╭─ Texte

Cécile CHABAUD : Indigne (Ed Écriture – 231 pages)
Un titre coup de poing qui peut mettre mal à l’aise car assez peu employé et comme le lecteur le découvrira à la lecture de ce livre sans doute justifié. De nombreux dessins au crayon accompagnent ce roman, des hommes émaciés entassés sur des châlits, revêtus de tuniques rayées… Oui, tout cela rappelle la seconde guerre mondiale, les camps de concentration et cette sanction très particulière en France, l’indignité nationale.
Georges Despaux, natif de Pau, handicapé après une poliomyélite attrapée dans sa jeunesse est accusé d’avoir collaboré avec les allemands en écrivant des articles dans la revue « Assaut » entre 1941 et 1943. Pourquoi cette condamnation malgré son tatouage bien caractéristique des internements dans les camps de Buchenwald ? Cécile Chabaud est l’arrière petite cousine de Georges Despaux, sa famille vit toujours la honte de compter parmi ses ancêtres un « collabo » ; aussi avec l’aide de tous les dessins témoignant de l’enfer des camps et du petit-fils d’un autre détenu, Samuel, sauvé de la barbarie par ce Georges Despaux qui n’est donc pas complètement mauvais, elle redonne vie et éclat à des êtres qui ont connu l’innommable.
Ce livre est un témoignage poignant qui malmène le lecteur lisant la plaidoirie accusatrice lors du procès de ce Georges Delvaux et tous ces dessins d’anciens détenus aujourd’hui disparus. Tout concourrait à faire condamner Delvaux, l’époque cherchait des responsables pour cacher les propres défaillances des juges et, oh surprise, il n’y a pas eu de condamnation : Georges Despaux a été jugé non coupable, mais pire, indigne, un terme peu employé qui définit bien la mise au ban de la société de celui qui en est frappé. Cécile Chabaud a eu le courage de faire revivre ces évènements du passé, elle le fait avec brio et une sincérité honorable.
Max-Erwann GASTINEAU : L’ère de l’affirmation (Ed Cerf – 197 Pages)
L’auteur est diplômé en histoire et relations internationales. Il a travaillé en chine et aux Nations Unies, à l’Assemblée nationale puis dans le monde de l’énergie.
Ce livre n’est pas un roman mais une étude géo- politique très documentée et très argumentée par de nombreuses références sur le monde en pleine mutation (internet, émergence de la Chine, de l’Asie…etc) où l’Occident n’est plus un seul modèle.
Il nous fait part de ses découvertes culturelles, modèles économiques et politiques et de ses pensées lors de ses séjours professionnels ; il s’appuie également sur les crises, les décisions internationales pour démontrer que le monde est pluriel et que l’Occident, la France, l’Europe, propulsés entre 2022 et 2023 dans l’âge de raison se doivent à l’introspection : « Et si le chaos que nous croyons percevoir dans la désoccidentalisation ambiante était en fait un ordre crypté que nous ne savions pas lire. Et si le libéralisme occidental n’était universel que de son ignorance des autres tradition ? »

╰─
╭─ Données fournies

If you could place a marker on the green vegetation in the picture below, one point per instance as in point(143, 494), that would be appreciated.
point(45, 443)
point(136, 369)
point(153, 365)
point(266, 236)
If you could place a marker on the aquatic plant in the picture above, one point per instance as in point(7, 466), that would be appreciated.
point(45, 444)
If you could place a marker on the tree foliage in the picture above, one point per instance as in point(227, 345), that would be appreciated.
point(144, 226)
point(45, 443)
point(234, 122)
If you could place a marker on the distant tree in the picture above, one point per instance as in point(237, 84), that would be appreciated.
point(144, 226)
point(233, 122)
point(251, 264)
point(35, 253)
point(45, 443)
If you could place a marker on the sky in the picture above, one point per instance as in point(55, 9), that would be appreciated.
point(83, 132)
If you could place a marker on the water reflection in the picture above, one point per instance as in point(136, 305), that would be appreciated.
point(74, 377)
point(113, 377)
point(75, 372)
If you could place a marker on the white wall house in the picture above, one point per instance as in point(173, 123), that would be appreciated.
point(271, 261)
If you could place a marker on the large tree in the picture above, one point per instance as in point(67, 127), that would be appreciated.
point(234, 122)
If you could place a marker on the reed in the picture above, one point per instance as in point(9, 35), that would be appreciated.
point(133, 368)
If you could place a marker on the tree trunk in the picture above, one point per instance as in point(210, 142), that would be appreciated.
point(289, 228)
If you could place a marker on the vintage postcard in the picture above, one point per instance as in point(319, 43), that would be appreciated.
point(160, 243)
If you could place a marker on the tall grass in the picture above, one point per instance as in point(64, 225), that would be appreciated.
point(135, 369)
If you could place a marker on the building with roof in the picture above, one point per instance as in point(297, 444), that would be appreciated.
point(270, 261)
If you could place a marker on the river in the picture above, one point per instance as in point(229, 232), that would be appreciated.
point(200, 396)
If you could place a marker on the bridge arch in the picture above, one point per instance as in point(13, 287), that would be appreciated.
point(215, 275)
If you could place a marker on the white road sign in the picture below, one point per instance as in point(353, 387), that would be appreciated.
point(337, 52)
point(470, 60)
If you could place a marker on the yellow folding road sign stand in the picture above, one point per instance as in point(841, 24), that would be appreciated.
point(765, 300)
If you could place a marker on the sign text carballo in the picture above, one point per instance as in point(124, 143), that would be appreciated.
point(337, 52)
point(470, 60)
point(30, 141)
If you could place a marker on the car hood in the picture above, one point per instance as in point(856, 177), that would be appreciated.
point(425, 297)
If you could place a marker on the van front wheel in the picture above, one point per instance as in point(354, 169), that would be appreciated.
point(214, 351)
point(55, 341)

╰─

**Consignes**
[1] Selon la chronique littéraire, dans quels lieux ou milieux Max-Erwann Gastineau a-t-il travaillé ? Citez-les tous.
[2] Poursuivez la chronique littéraire juste après la dernière phrase sur « L'ère de l'affirmation ».
Ces lignes n'ont aucun lien avec la chronique littéraire.

**Réponses finales**
[1] En Chine, aux Nations Unies, à l'Assemblée nationale et dans le monde de l'énergie.

[2]
Et si répondre au défi de la désoccidentalisation était plutôt une opportunité pour nos sociétés qu’une menace ?
Livre fort intéressant par l’idée développée mais la lecture est ardue.
Guillaume VILLEMOT : L’homme qui osait ses rêves (Ed Baker Street – 187 pages)
Dans ce court ouvrage, Guillaume Villemot présente avec talent l’homme étonnant qu’a été André Malraux.
Aventurier, voleur, menteur, addict à l’alcool et aux drogues certes mais homme engagé, défenseur du rayonnement de la France et de l’accès de tous à la culture ; écrivain autodidacte à succès, primé par le Goncourt pour « La Condition Humaine » il y a quatre-vingt-dix ans. Quelques citations bien choisies par l’auteur permettent de comprendre la personnalité de cet homme: « Les idées ne sont pas faites pour être pensées mais pour être vécues » ; » Je mens mais mes songes deviennent réalité ».
Un être farfelu, au sens du mot italien farfalla qui veut dire papillon, un être qui ne fait rien à moitié. A sa mort, Madeleine sa dernière épouse dira qu’il a eu « une existence brillante, tourmentée, autodestructrice, éminemment destructrice ».
Le lecteur apprendra beaucoup sur cet homme d’exception que l’auteur n’hésite pas à comparer avec Tintin, Corto Maltese et Indiana Jones !
Alain MALRAUX : Au passage des grelots – Dans le secret des Malraux ( Ed.Baker Street – 325 pages)
L’auteur, né en 1944, n’a pas connu son père, mort en déportation pour faits de résistance.
Il sera adopté par son oncle Roland Malraux et sa femme Marie-Madeleine Livroux. Auteur de pièces à succès il a écrit ce « Au passage de ces grelots », vaste chronique le plus souvent mondaine de l’auteur pour ce père inconnu mais plein de gloire. Il utilise ici le milieu artistique, littéraire et mondain qu’il fréquente de par sa famille et ses connaissances, sous la forme de chroniques pleines de témoignages et de vécu.
Il nous familiarise donc avec ce public aux multiples anecdotes personnelles en une grande fresque des années soixante à nos jours. C’est d’une plume souvent très recherchée, parfois trop, que nous suivons cette vaste rétrospective, réveillée par les grelots, comme la petite boule métallique qui s’agite pour capter l’attention du spectateur.
Mais pourquoi trois livres sur Malraux pour cette rentrée littéraire ? Cette année on fête les 90 ans du prix Goncourt remporté par André. Malraux avec « La condition humaine » et qui est l’occasion pour ce fils posthume de réveiller l’homme illustre qui a marqué cette période .
Philippe LANGENIEUX : les derniers jours d’André Malraux. (Ed Baker Street – 277 pages)
André Malraux est devenu célèbre à la parution de son livre « la Condition humaine » en 1933, etl fut Prix Goncourt à l’unanimité. Il est nommé Ministre d’Etat, chargé des affaires culturelles en 1959, il y reste dix ans. Il est responsable des rayonnements de la politique culturelle en France et hors des frontières. Ce livre comporte plusieurs chapitres très courts, qui relatent sa vie mois par mois, du 25 janvier 1976 au 23 novembre 1976 date de sa mort.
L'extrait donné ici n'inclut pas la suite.